Work to be completed
Everything in the records below except the images should be output exactly as written.

Recorded data
+++

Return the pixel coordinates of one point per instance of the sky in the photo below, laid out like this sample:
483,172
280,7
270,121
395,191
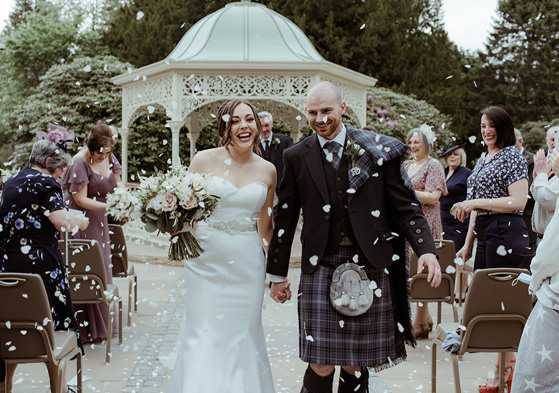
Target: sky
467,21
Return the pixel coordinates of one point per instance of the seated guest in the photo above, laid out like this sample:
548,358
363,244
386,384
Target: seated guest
456,175
545,190
32,212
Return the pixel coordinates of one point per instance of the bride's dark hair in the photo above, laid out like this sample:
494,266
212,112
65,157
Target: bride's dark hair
224,116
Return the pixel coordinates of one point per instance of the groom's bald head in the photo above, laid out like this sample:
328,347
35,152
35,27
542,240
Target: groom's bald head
323,88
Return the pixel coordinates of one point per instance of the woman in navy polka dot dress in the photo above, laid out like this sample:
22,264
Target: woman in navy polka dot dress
496,196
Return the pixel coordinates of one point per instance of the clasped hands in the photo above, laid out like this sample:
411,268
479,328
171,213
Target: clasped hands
281,291
434,274
462,210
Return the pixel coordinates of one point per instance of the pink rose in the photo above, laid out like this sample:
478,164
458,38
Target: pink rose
191,203
169,202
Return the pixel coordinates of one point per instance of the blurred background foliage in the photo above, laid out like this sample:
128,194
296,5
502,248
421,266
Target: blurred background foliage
59,57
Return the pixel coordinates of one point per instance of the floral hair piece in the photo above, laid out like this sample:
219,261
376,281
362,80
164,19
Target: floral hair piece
428,132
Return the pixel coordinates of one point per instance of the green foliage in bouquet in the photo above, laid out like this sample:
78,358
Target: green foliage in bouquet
173,202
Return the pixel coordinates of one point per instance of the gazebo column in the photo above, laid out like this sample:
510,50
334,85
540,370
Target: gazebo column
297,122
124,132
193,132
175,133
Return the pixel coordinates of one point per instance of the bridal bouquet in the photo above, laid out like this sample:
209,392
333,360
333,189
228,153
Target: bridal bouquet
173,202
122,206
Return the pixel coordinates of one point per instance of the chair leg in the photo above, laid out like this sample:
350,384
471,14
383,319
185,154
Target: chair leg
79,371
501,372
60,376
130,285
120,321
434,367
459,278
109,333
456,373
135,292
454,312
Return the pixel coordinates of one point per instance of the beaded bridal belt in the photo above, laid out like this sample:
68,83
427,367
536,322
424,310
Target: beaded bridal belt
232,227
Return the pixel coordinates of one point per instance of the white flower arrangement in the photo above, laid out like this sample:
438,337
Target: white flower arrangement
122,206
429,134
172,202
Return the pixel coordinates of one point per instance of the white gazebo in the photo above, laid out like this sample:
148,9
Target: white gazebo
243,50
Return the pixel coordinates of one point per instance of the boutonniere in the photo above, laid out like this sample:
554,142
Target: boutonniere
353,151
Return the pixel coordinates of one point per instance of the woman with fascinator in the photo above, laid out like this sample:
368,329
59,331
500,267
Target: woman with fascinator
86,184
456,176
427,177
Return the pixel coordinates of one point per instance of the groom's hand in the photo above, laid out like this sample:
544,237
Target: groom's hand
280,291
434,269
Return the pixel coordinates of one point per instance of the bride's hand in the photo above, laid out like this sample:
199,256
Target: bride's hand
280,291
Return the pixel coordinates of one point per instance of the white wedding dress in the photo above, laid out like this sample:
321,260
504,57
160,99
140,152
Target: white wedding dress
222,348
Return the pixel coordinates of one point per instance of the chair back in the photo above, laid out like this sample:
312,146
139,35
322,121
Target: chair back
25,317
420,289
496,309
86,270
119,251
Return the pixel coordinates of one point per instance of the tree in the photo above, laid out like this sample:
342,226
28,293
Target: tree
520,59
42,42
145,31
77,96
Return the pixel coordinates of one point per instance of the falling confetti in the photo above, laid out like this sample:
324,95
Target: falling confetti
501,250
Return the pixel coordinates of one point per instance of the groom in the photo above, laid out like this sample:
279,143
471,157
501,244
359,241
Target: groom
360,209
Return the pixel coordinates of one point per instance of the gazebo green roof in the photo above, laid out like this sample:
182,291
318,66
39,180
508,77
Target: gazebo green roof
245,31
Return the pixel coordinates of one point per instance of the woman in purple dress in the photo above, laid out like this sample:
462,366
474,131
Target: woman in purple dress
427,178
86,184
456,175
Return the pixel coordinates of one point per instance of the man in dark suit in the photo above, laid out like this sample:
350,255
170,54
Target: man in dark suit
273,145
358,205
529,208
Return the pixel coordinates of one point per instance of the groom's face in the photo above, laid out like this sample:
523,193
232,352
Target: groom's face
325,113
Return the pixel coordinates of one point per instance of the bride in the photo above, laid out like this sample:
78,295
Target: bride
222,348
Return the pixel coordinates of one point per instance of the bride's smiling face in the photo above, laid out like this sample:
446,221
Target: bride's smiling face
243,126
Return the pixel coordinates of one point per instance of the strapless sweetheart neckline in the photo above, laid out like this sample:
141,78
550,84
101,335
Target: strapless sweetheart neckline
237,187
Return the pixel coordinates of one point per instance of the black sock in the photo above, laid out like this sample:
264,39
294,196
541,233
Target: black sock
314,383
349,383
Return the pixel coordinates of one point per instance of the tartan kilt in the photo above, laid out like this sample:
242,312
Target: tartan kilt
330,338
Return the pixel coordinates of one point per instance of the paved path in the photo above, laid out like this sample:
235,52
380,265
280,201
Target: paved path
135,366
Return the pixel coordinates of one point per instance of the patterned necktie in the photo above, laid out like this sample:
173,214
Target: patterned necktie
333,148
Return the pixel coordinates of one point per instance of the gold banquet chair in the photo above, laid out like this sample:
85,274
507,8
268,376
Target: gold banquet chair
88,282
421,290
26,328
121,268
496,309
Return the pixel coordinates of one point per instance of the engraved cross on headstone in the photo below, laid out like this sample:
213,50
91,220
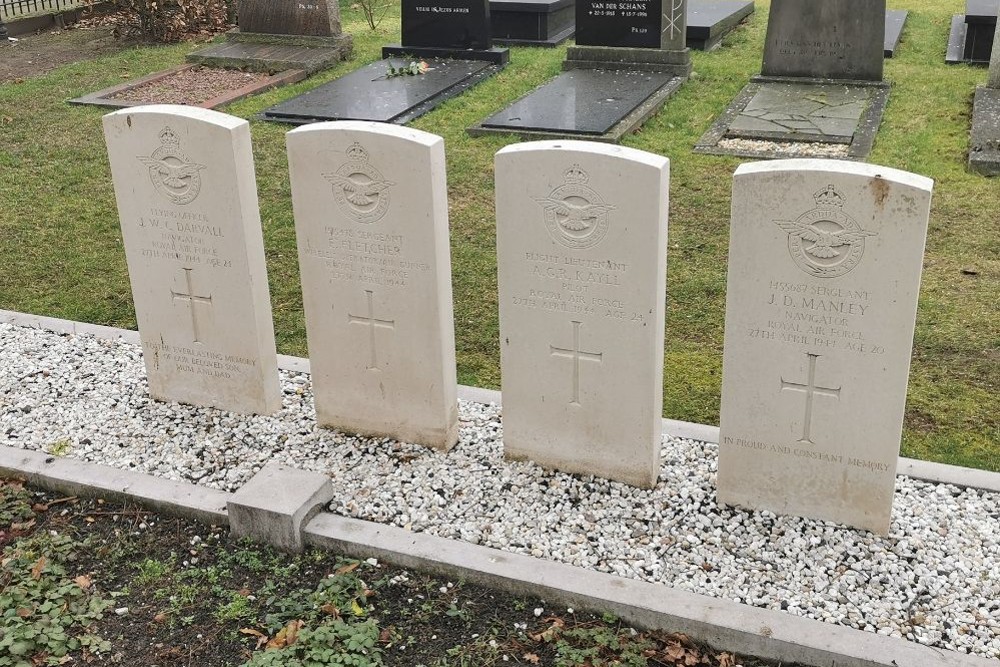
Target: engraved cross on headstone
810,388
192,299
577,355
371,322
673,30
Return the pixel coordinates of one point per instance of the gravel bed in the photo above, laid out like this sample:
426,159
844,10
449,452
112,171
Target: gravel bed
785,148
935,579
190,86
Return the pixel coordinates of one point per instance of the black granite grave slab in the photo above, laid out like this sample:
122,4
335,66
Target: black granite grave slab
550,22
584,103
711,20
895,19
984,144
775,118
971,37
532,22
367,94
619,23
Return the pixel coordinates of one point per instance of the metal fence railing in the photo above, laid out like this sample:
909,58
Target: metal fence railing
12,9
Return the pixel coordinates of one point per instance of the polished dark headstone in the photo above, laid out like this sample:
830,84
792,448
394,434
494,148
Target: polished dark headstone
984,141
711,20
585,102
971,37
827,39
447,29
532,22
367,94
621,23
895,19
446,24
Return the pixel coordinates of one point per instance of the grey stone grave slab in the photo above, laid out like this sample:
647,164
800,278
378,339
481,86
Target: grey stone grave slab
802,112
895,20
580,102
984,150
971,38
532,22
820,83
833,39
367,94
710,20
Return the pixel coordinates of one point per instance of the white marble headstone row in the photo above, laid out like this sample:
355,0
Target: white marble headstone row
824,273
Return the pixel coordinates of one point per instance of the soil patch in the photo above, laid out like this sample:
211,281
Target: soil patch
191,86
33,55
164,591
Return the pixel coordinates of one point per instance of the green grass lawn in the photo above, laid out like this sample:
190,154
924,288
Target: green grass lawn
61,252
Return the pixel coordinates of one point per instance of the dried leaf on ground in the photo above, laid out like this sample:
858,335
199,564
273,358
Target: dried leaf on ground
36,570
287,635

+++

Result
Return the pixel coordinates of one point per instance of the sky in the photo below, laid out like this sample:
483,172
280,7
270,121
395,191
Target: sky
467,21
Return the pixel coordinates of one point per instance of the seated guest in the photo above, laid out like this sample:
548,358
363,244
386,384
Target: seated guest
456,175
545,190
32,212
Return the pixel coordinates of one point per instance of the bride's dark hair in the photo above, laid out like this sample:
494,266
212,112
65,157
Target: bride's dark hair
224,116
Return the pixel coordinates of one point per instance of the groom's bald head in the photo above, laid out like this sample:
328,347
35,152
35,27
542,240
Target: groom's bald head
323,88
Return the pixel coordinates of one point per instance of the woman in navy polka dot dress in the photo above, laid out like this sample:
22,264
Target: woman in navy polka dot dress
496,196
Return the pixel coordinates of one point per instance of the clasped hands in the photo above, laid out like this sample:
411,268
479,328
171,213
Target: clasped hands
281,291
434,274
462,210
Return the pixel coordinates of one point per instance of the pink rose in the photo above, laid out like this sample:
478,164
458,38
Target: pink rose
191,203
169,202
Return the pixel coordinates of one point per instance of the blurred background foliage in the photo above, laid out like this sample:
128,194
296,5
502,248
421,266
Target: blurred background foliage
59,57
Return the pixel coordinates of one point per instance of the floral hair piece in the photo above, laid out like this sample:
219,261
376,281
362,80
164,19
Target: floral hair piece
428,132
Return the pixel coordinates of one point per instance of the green foliage in bouquet in the photo above, laid out like this sample:
78,358
Target: green foliage in bouquet
173,202
Return the pixel coordinates of one point per instance of the gazebo column in the photo above, laid out like this sample:
510,50
334,85
540,370
Target: gazebo column
297,122
124,132
193,132
175,133
Return the pixel coordinates of one point per instance of the bridal bouquet in the photo above, laid out like this sample:
209,392
333,360
333,189
228,153
Target: bridal bouquet
173,202
122,206
Return the pixel coordinates of one point per instance of the chair leg in the photo above, laid out like this sample:
350,384
471,14
383,319
185,154
Target: chair leg
79,371
501,372
60,376
130,285
120,321
434,367
459,278
109,333
456,373
135,292
454,312
Return the pixel coordinates of one point per instance of the beaded bridal belt in the photo above, laid out like this sample:
68,83
427,367
536,322
424,310
Target: beaded bridal belt
232,227
Return the pixel coordinates of one point per instance of the white flower arrangement in the photo above, laid out like this sample:
438,337
Target: white flower arrangement
122,206
429,134
172,202
Return the pixel coordinates of one point per instance of the white gazebo in the photo above, laid out like this sample:
148,9
Target: white gazebo
243,50
Return the pixel coordinates of one point per instance of the boutonniere in the photo above, laid out like this sample:
554,142
Target: boutonniere
353,151
Return the pixel coordinates of one point per instance of the woman with fascinator in the photo above, laid out like this sample:
368,329
59,331
500,267
Target: woman with fascinator
86,184
456,176
427,177
Return the pixel coordinates of one point per instance of the groom's hand in the photo above, laid out like this sample:
544,237
Target: groom's hand
280,291
434,269
Return the pixel coordinates of one point per instance of the bride's hand in the photo above, laid out like this sample:
199,256
Target: bride's hand
280,291
Return the pixel coordinates of one point per instance of the white wedding dress in the photo above, laid out like this sample:
321,260
504,57
160,99
140,152
Target: white wedding dress
222,348
Return the pixel coordinates of one point per instance of the chair back in the photo above, laid out like this sample:
312,146
139,35
322,121
Target: chair back
25,317
420,289
496,309
86,270
119,251
Return the pixel coordinates of one point per instance of the tree in the photo above, laid out like this sample:
342,226
28,293
Target: tree
520,59
42,42
145,31
77,96
Return the pixel coordinates of one point per instance of the falling confetti in the photo above, laid out like this sample:
324,95
Target: falling confetti
501,250
Return the pixel coordinates of one point per instance of the groom in the photo above, laid out like this sample:
279,143
471,157
501,244
359,241
Target: groom
360,209
Return the pixel coordinates of one point per instance of the gazebo green roof in the photo above, laid out like this sample:
182,291
318,66
39,180
508,77
Target: gazebo green roof
245,31
Return the pixel coordinates of one point per instance of the woman in purple dress in the photo above, laid out like this sample:
462,366
474,131
Target: woman in purple dress
427,178
86,184
456,175
Return the pixel coordinates of one point per instance of the man in dark suit in the photo above, laid out like this sample:
350,255
170,54
Target: man in dark suit
273,145
358,205
529,208
Return the pixel coordinates of one point per instance of the groom's face in the photo above, laid out like this sample:
523,193
232,352
Target: groom's face
325,113
Return the pixel coordinates of one point per instance of the bride in the photo above, laid out like this sample:
78,295
Target: bride
222,348
Return the pixel coordinates of one point per instance of the bride's smiling face in the photo above, laid out like this sample:
446,221
Target: bride's smiling face
243,126
Return the pixel coordinates of one point per instance of the strapless sweetheart neckline in the photo above, laid out like this sample:
141,78
550,84
101,335
Target: strapless sweetheart neckline
237,187
Return the pixel coordinates of one point per instance of the black sock in the photo above, laid out like this sample:
264,39
294,196
541,233
Target: black sock
314,383
349,383
Return the pixel coordinates of one point per instance of the tartan kilt in the photo above, laid out like this sample:
242,312
Target: tartan kilt
330,338
Return the pixel coordinates of one point per instance of the paved path in the photo above, laid out like this sample:
235,52
380,265
280,201
Target: paved path
135,366
Return the pixel coordinates of one point per instance of the patterned necktie in the photo above, laid out like this sample:
173,214
Target: patterned necktie
333,148
Return the pixel coordinates of one point per instance of the gold banquet chair in the photo above, laid out like this sample:
85,274
507,8
268,376
Target: gold banquet chair
88,282
421,290
26,328
121,268
496,309
Return the pixel coordinates of one point per instance of the engraved cross on headstone in the photo below, laid out like this sample:
213,50
91,220
Target: engraved cross on headstone
810,388
192,299
577,355
371,322
673,30
Return the pixel coordinates of one point per instance of the gravel bed in the photo above, laid out like this sample:
426,159
844,10
449,452
112,171
Target: gravel bed
785,148
935,579
190,86
Return the pixel coordinates of one point per instance of the black granite grave slab in the photo above, laid out like this sample:
122,4
335,66
Target: black granite grave slab
550,22
584,103
711,20
895,19
984,144
775,118
971,37
532,22
367,94
619,23
Return the pixel coordinates of one point per instance of the metal fence railing in the photo above, laid out like this sample:
909,58
Target: metal fence railing
12,9
Return the pixel coordinates of one point per instance of the polished dark headstone in the photo above, laid out like this sample:
830,84
792,448
394,434
494,148
Target: polished dark headstone
984,141
711,20
585,102
971,37
827,39
447,29
532,22
367,94
621,23
895,19
446,24
Return the pixel coordinates of one point per instance of the grey stone grave slab in the photo above, laid out like this sample:
647,164
800,278
378,339
481,86
Target: grey stone grave slab
802,112
895,20
580,102
984,150
971,38
532,22
820,83
833,39
367,94
710,20
Return the pixel coordinates of one point per instance of the white marble headstone row in the photo above, laid out like this sample:
355,0
Target: white marble headstone row
824,273
Return the pixel coordinates of one point per instance of the soil patch in the photo above, laid out like this sample:
211,281
Target: soil patch
191,86
33,55
164,591
Return the pixel coordinates of one point per instance of the green grass lawn in the photo above, laid out like this sample:
190,154
924,288
Target: green grass lawn
61,252
Return the pixel coordinates of one point per instance of the dried leaf on ground in the photo above, laid out like this sample:
858,335
199,564
273,358
Target: dried leaf on ground
36,570
287,635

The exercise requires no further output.